#### Фрагмент документа:
# # # # #
В делах управления Екатерина I положилась на своих вельмож, в первую очередь на Меншикова. Петр Великий умел смирять честолюбие и корыстолюбие своих приближенных, пресекать их интриги. Его не стало, и теперь каждый мог искать своей выгоды. Меншиков занялся устранением политических соперников: его усилиями многих соратников Петра отправили служить подальше от Петербурга или сослали. В дальнейшем это роковым образом сказалось на судьбе многих петровских начинаний, в том числе и на судьбе Петербурга.
И хотя, по замечанию историка С. М. Соловьева, «дела преобразователя, не идущие вразрез с интересами вельмож, не встречали сознательного противодействия ни в ком из русских, стоящих наверху», в борьбе за власть до этих начинаний никому не было дела, и постепенно они мельчали, угасали.
# # # # #
#### Перечень:
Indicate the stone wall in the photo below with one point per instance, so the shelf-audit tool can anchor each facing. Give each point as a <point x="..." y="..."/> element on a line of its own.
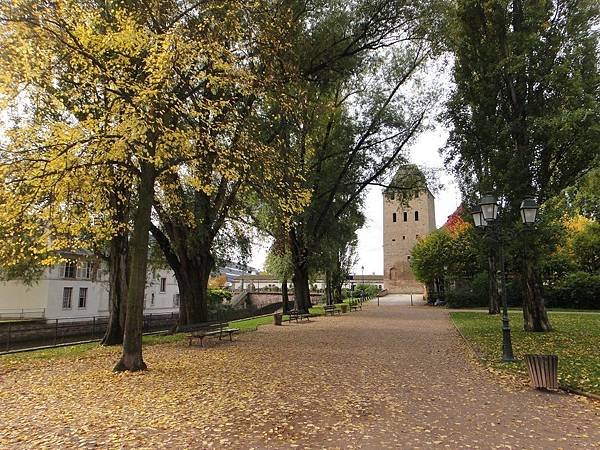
<point x="262" y="299"/>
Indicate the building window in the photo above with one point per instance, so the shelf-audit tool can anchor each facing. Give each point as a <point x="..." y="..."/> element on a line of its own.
<point x="85" y="270"/>
<point x="69" y="269"/>
<point x="67" y="294"/>
<point x="82" y="297"/>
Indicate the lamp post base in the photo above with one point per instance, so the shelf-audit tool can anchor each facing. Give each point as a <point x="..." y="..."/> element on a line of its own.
<point x="507" y="354"/>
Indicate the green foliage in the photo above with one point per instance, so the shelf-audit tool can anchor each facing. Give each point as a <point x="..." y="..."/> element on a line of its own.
# # # # #
#### Задания:
1 – Ответьте по отрывку о правлении Екатерины I:
(a) На кого в первую очередь положилась Екатерина I в делах управления?
(b) Слова какого историка приводятся в отрывке?
(c) Что, согласно отрывку, постепенно происходило с петровскими начинаниями?
2 – Продолжите отрывок о правлении Екатерины I, начав сразу после его последней фразы.
Пункты перечня для работы не понадобятся.

#### Ответы:
1 –
(a) На Меншикова.
(b) С. М. Соловьева.
(c) Они мельчали и угасали.

2 –
При Петре государственные учреждения регулярно сообщали через газету «Санкт-Петербургские ведомости» о своей деятельности. После его смерти это правило постепенно забывается, и о нем приходится напоминать специальным указом. И сам Петербург пустеет: многие каменные дома брошены недостроенными, они стоят без крыш, разрушаются от непогоды. Хозяева отказываются достраивать их, ссылаясь на «недостаточность», переезжают в Москву, поближе к своим имениям. А простой народ покидает город, не объясняясь насчет разорительности жизни в столице. И только дворец и усадьба Мен-шикова, фактического правителя России, продолжают украшаться. От Меншиковского дворца перекинут через Неву к церкви Св. Исаакия Далматского первый наплавной мост в городе.